BEGIN INPUT DATA
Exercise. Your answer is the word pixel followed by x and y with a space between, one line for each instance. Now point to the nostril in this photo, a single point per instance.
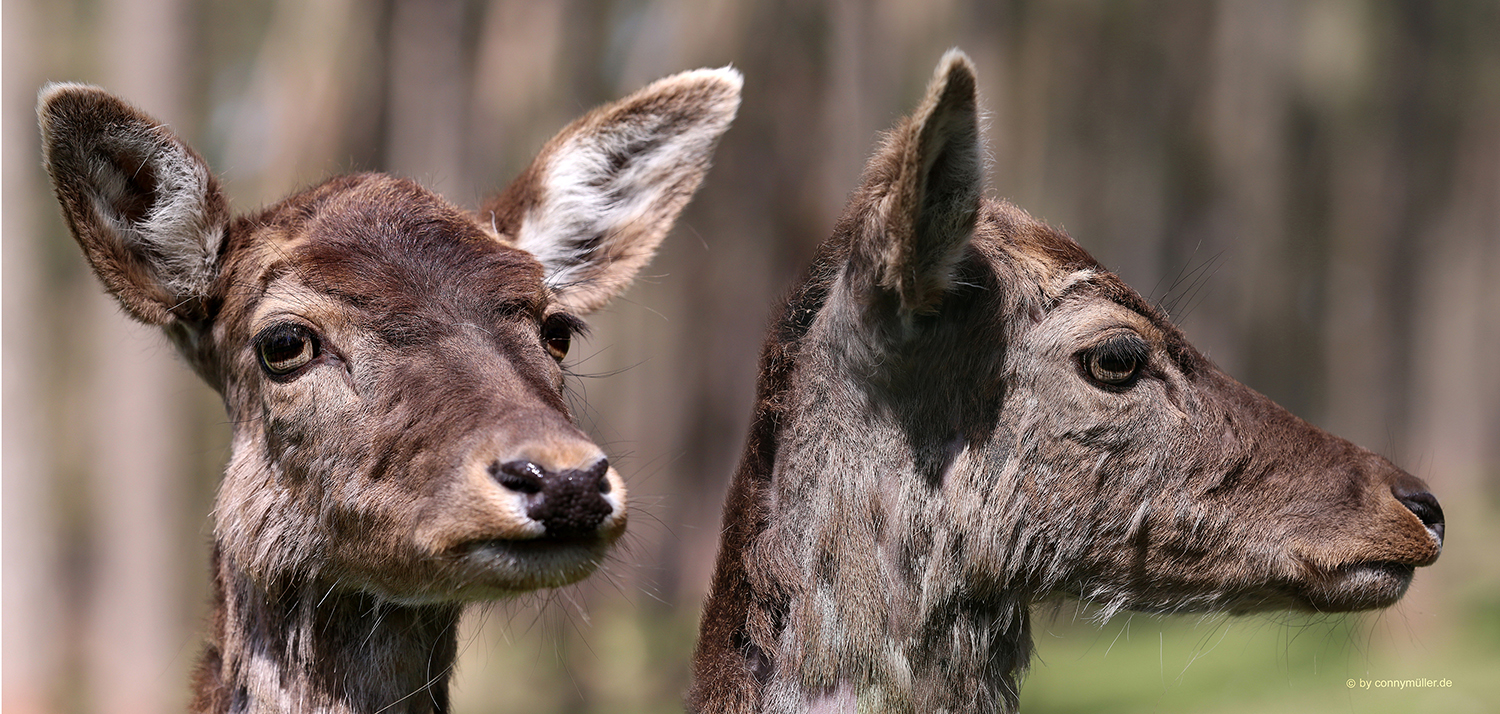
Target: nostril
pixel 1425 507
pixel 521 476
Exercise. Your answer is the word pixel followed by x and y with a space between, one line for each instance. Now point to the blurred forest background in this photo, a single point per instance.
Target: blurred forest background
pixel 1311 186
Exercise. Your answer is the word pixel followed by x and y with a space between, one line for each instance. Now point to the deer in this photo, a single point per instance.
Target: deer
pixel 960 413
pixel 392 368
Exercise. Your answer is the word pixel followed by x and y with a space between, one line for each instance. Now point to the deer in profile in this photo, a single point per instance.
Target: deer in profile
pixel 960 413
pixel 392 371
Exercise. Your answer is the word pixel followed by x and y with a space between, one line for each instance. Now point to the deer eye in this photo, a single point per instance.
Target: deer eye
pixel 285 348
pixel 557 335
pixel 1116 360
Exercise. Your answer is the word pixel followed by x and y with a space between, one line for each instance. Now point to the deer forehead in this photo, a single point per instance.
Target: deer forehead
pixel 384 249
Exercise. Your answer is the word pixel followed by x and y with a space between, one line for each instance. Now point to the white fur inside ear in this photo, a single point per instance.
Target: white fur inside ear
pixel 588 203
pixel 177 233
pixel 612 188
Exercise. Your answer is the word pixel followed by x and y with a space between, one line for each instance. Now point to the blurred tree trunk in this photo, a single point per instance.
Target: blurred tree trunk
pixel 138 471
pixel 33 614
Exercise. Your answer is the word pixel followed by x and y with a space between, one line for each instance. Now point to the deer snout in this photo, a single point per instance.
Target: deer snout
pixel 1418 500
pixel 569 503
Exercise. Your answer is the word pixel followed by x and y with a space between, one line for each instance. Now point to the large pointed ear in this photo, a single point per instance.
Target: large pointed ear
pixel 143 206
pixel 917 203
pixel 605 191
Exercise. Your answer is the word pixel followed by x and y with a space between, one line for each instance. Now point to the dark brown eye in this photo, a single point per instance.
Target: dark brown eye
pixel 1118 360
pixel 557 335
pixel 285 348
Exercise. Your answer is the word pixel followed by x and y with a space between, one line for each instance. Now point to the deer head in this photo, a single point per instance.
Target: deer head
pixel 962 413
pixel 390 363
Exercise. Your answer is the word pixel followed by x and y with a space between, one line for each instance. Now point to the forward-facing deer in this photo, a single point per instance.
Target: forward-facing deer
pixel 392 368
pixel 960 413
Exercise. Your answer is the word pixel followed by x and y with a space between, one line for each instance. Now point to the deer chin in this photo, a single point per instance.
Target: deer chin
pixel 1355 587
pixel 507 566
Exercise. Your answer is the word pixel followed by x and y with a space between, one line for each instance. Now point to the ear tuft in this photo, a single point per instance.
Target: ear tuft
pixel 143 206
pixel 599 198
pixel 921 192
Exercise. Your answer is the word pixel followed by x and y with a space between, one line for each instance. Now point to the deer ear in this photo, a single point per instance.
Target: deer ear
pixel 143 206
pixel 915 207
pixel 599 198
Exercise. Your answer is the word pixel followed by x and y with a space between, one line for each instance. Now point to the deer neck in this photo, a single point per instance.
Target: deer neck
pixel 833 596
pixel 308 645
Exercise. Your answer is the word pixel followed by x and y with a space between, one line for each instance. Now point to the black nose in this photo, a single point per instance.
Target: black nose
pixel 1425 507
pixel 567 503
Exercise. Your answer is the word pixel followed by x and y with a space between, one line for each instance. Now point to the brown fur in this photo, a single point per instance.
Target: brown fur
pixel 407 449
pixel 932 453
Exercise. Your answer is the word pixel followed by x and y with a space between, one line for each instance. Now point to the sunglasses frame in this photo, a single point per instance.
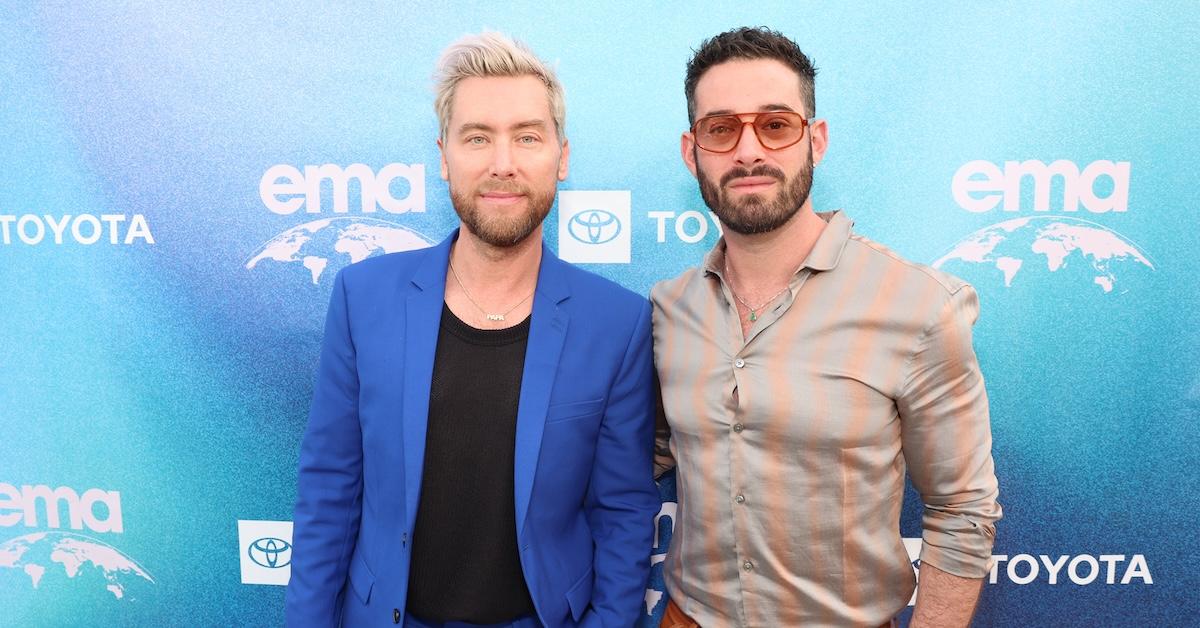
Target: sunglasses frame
END INPUT DATA
> _WORK ITEM_:
Every entry above is to be copied verbatim, with the pictures removed.

> _RESPONSE_:
Exercise. Your answer is the word pixel followed by x and y with a space between, one line for each instance. Now point to the nostril in this photo, a single point per instance.
Target: nostril
pixel 1425 507
pixel 521 476
Exercise. Your answer is the word pixel followed by x and y with a space between, one line for each instance. Now point to the blurred forest background in this photo, a single point per instance.
Target: blurred forest background
pixel 1311 186
Exercise. Your answer is the word pixel followed by x and y with a space between, one line for each instance. Now point to the deer in this photo, a single point per instance.
Target: deer
pixel 960 413
pixel 392 368
Exercise. Your answer is the word pixel followed by x and y with a space between, one line for each instance. Now point to the deer in profile in this photo, a single point per instance.
Target: deer in profile
pixel 960 413
pixel 392 371
Exercise. Your answer is the word pixel followed by x and y with a space between, one line for each instance. Now point to the deer eye in this photo, a single point per instance.
Target: deer eye
pixel 285 348
pixel 557 335
pixel 1116 360
Exercise. Your answer is the word pixel followed by x and y with a space between, one line for each instance. Now point to the deer forehead in this photo, a single point per instance.
Target: deer forehead
pixel 384 249
Exercise. Your answer is the word pixel followed by x and y with a space between, one line for each instance. Now point to the white fur inside ear in this photo, a single point per instance.
Target: white fur inside ear
pixel 588 203
pixel 177 233
pixel 612 188
Exercise. Your answer is the word pixel followed by x and y with a space between, one line for each instance. Now point to the blurred tree trunk in this photo, a single point per instance.
Target: blurred tree trunk
pixel 138 471
pixel 33 614
Exercise. Your answer is the word pixel followed by x and y with a space between, one line for each instance. Now point to the deer snout in this photo, a single point per instance.
Target: deer snout
pixel 1418 500
pixel 569 503
Exercise. Your answer is the word pixel followed by x and y with a space between, one line for each instance. Now point to the large pointed ear in this photo, a single point per instance.
Target: large pointed ear
pixel 143 206
pixel 917 203
pixel 605 191
Exercise. Your answer is the word pixel followed by x and y with a space between, one line for each instance. Now point to the dark brown eye in this photo, a single point per instance.
Target: dark brown eye
pixel 1118 360
pixel 557 335
pixel 285 348
Exercise. Your answer is the word pixel followed by x and y with a space between, one line for each instance. Now point to the deer head in this photo, a single point per instance.
Target: deer head
pixel 962 413
pixel 390 363
Exercise. Your answer is the word pixel followed by x and y with a space between, one line for each instance. Now point to the forward-facing deer in this photo, a single point per instance.
Target: forward-facing deer
pixel 392 368
pixel 960 413
Exercise. Your answer is the word pixel followed by x and y with a space between, one line for each instance. Now point to the deer chin in this photo, a single point per instance.
Target: deer chin
pixel 1355 587
pixel 507 566
Exercise. Your answer is the word pixel followed by x and y with a space between, one line for each instance. Now point to the ear tuft in this photo, a single point per instance.
Target: ear tuft
pixel 143 206
pixel 599 198
pixel 921 192
Exercise. Your answer is the word pixel followed by x and y with a space between, one line for each instance. Now point to the deer ear in this photo, a single point per instance.
Target: deer ear
pixel 143 206
pixel 915 207
pixel 599 198
Exercise. Your answer is the word pixel followed by x and y with a space between, one line for each instance. Now point to the deer neck in this photo, a single point per instance.
Target: deer neck
pixel 833 596
pixel 308 645
Exercise. Your answer is the word pixel followed by x and y with a space between, one line for each instance. Now point to the black nose in this photo, a single point per instance.
Target: black nose
pixel 1425 507
pixel 567 503
Exercise. Your answer is the word pixel followed by x and y with a space between, one line for each instance. Now point to the brown fur in this photo, a single point per instance.
Target: brown fur
pixel 407 449
pixel 932 453
Exercise. Your answer is the word pixel followed by x and y with a space between, one line for each instance. Now point to the sunglasses frame in this photo, a single point per instance.
Target: sunglasses frame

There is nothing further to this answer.